>> BEGIN DOCUMENT SEGMENT
Army First Lieutenant Roger Louis Hicks was born in Moundsville, Marshall County, West Virginia, on Flag Day—June 14—1920, the third son of Walter B. and Nellie B. Pickett Hicks. “Shorty,” as he was known throughout life by his friends, joined older brothers Walter Edmund (Eddie) and Harvey LeMoyne (Lee); later younger brother Hugh D. Hicks would round out the family. Hugh, who was born in 1922, speaks of his closeness to his brother Shorty, saying quietly that because they were so near in age, “We grew up together.”

The Hicks family lived on Seventh Street in Moundsville, and Shorty attended First Ward Grade School and Moundsville Junior High and received accolades as an honors graduate in the 1938 class of Moundsville Senior High School. An article in the Moundsville Daily Echo from April 6, 1945, recounts his school and athletic life:

In 1938 Lt. Hicks captained the Trojan basketball team, climaxing a notable career in the schoolboy sport. He spent a few months at Findlay, O., college, then transferred to West Virginia University, where he was a member of the basketball varsity for three years, sharing in the brilliant task of giving WVU the national collegiate basketball title in 1942.... He was freshman basketball coach for a year at the university before completion of four years in the Reserve Officers Training Corps at Morgantown. He was inducted into the Army in the summer of 1943, and was commissioned lieutenant in the infantry at Ft. Benning, Ga., on December 5, 1943. The first week in September, 1944, saw Lt. Hicks heading for active duty overseas. Lt. Hicks was a member of the Moundsville Baptist church since childhood.

Earl Perdue
The WVU 1942 NIT Championship Team: Rudy Baric, Lou Kalmar,
Dick Kesling, Roger “Shorty” Hicks, and Floyd “Scotty” Hamilton.
Printed in the Charleston Gazette, courtesy Hugh Hicks

Earl Perdue

1942 Victory Parade: Shorty Hicks, Lou Kalmar, and Scotty Hamilton.
>> END DOCUMENT SEGMENT
>> BEGIN DATA EXCERPT
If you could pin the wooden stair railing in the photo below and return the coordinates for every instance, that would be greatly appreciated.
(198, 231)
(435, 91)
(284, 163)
>> END DATA EXCERPT
* **WORK TO DO**
1. Answer these questions from the Hicks profile, one per line:
(a) On which street did the Hicks family live in Moundsville?
(b) On what date and where was Hicks commissioned lieutenant in the infantry?
(c) Who is credited with providing the photo of the 1942 championship team printed in the Charleston Gazette?
2. Decide whether each statement agrees with the Hicks profile. Answer yes or no, and quote the words that settle it.
(a) Hugh D. Hicks was born in 1922.
(b) After high school, Hicks went directly to West Virginia University.
(c) Hicks belonged to the Moundsville Baptist church from childhood.
3. List every school or college that the Hicks profile says Hicks attended.

* **RESULTS OF THE EXERCISE**
1.
(a) Seventh Street
(b) December 5, 1943, at Ft. Benning, Ga.
(c) Hugh Hicks

2.
(a) Yes: "Hugh, who was born in 1922"
(b) No: "He spent a few months at Findlay, O., college, then transferred to West Virginia University"
(c) Yes: "Lt. Hicks was a member of the Moundsville Baptist church since childhood."

3.
First Ward Grade School
Moundsville Junior High
Moundsville Senior High School
Findlay college (Findlay, O.)
West Virginia University